- _Stated problem_
Set down exactly the lines running from the line with "Report one point per instance of the wall" to the end of the listing below, both ends included.

- _Available records_

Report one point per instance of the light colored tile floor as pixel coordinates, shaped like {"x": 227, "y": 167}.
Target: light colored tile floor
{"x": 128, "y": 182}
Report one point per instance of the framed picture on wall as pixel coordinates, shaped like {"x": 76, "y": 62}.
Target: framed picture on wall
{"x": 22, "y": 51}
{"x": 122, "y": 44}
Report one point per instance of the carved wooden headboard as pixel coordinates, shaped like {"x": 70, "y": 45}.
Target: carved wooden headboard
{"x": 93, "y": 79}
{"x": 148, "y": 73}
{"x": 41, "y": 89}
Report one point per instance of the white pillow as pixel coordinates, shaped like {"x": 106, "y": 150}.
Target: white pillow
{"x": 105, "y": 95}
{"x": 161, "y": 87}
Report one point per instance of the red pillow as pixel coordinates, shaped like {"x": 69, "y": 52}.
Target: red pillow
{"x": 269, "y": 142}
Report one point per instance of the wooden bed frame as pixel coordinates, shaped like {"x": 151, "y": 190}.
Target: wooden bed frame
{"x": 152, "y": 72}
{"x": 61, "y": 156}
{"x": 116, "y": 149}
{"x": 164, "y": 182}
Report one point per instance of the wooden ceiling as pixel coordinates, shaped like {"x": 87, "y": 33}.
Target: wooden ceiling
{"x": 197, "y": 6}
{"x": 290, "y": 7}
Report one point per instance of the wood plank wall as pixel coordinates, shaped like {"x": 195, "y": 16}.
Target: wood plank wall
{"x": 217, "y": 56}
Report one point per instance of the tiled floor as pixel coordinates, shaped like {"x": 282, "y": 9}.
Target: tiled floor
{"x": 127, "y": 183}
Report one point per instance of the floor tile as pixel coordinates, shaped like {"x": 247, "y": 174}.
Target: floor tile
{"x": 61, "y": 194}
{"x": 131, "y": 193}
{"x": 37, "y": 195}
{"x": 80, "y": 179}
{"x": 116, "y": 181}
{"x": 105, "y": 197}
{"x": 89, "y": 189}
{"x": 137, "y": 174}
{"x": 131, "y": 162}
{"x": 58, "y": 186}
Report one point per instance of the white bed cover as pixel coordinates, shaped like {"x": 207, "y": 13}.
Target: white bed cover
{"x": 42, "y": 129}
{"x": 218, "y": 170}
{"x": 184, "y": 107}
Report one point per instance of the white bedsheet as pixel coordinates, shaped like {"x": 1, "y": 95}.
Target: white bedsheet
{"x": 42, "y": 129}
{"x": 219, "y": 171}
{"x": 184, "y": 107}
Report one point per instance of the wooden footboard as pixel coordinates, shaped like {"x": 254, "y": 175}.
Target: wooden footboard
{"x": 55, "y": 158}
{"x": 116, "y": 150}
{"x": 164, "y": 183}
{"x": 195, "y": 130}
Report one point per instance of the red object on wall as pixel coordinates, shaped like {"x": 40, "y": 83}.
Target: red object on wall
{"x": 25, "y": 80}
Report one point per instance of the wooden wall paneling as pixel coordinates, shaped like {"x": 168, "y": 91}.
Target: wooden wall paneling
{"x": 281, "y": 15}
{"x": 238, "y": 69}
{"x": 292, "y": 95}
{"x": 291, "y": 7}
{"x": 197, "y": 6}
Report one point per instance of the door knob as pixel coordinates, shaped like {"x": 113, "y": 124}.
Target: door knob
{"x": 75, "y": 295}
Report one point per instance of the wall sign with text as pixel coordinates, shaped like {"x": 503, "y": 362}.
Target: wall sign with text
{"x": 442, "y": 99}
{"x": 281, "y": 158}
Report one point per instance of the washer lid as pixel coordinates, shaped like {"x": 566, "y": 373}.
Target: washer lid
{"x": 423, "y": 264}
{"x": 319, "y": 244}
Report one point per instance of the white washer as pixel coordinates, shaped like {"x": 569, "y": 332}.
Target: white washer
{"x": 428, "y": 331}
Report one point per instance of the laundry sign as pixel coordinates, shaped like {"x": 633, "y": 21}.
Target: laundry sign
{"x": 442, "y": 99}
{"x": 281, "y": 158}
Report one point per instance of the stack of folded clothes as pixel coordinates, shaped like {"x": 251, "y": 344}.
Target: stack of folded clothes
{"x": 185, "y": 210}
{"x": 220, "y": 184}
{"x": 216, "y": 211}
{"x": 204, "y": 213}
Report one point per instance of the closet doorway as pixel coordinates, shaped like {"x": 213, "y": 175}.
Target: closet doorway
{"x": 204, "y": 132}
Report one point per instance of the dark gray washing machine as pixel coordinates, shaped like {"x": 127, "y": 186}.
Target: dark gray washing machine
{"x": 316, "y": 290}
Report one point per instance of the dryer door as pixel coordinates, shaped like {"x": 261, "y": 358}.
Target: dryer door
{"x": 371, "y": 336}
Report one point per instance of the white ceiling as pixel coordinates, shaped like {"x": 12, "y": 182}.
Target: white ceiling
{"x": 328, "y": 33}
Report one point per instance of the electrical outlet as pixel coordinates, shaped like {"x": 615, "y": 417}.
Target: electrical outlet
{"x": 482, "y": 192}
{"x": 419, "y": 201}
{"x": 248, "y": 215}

- _The completed task_
Report one point per instance of the wall sign with text as pixel coordinates, shaped like {"x": 503, "y": 362}.
Target: wall sign with text
{"x": 442, "y": 99}
{"x": 281, "y": 158}
Report one point per instance of the washer lid as pixel coordinates, shaped like {"x": 566, "y": 373}.
Target: washer lid
{"x": 423, "y": 264}
{"x": 319, "y": 244}
Report one point per instance of the white washer as pixel coordinates, shaped like {"x": 569, "y": 332}.
Target: white washer
{"x": 428, "y": 331}
Report one point per instance of the laundry sign as pixel coordinates, shaped like {"x": 633, "y": 21}.
Target: laundry sign
{"x": 442, "y": 99}
{"x": 281, "y": 158}
Report one point per instance of the stack of folded clothes as pixel coordinates, shaped like {"x": 251, "y": 344}.
Target: stack of folded clothes
{"x": 185, "y": 210}
{"x": 220, "y": 184}
{"x": 216, "y": 211}
{"x": 204, "y": 213}
Report one point per instance of the closet doorway as pixel coordinates, shaped like {"x": 213, "y": 175}.
Target: closet doorway
{"x": 204, "y": 132}
Report one point per instance of the dark gray washing machine as pixel coordinates, shaped like {"x": 127, "y": 186}.
Target: dark gray washing machine
{"x": 316, "y": 290}
Report one point per instance of the dryer door as pixel coordinates, shaped like {"x": 261, "y": 358}.
Target: dryer door
{"x": 371, "y": 336}
Report one point per instance of the white ceiling as pixel coordinates, shaped like {"x": 12, "y": 182}.
Target: white ceiling
{"x": 328, "y": 33}
Report one point per instance of the electrical outlet as pixel coordinates, shaped like {"x": 615, "y": 417}.
Target: electrical outlet
{"x": 482, "y": 192}
{"x": 419, "y": 201}
{"x": 248, "y": 215}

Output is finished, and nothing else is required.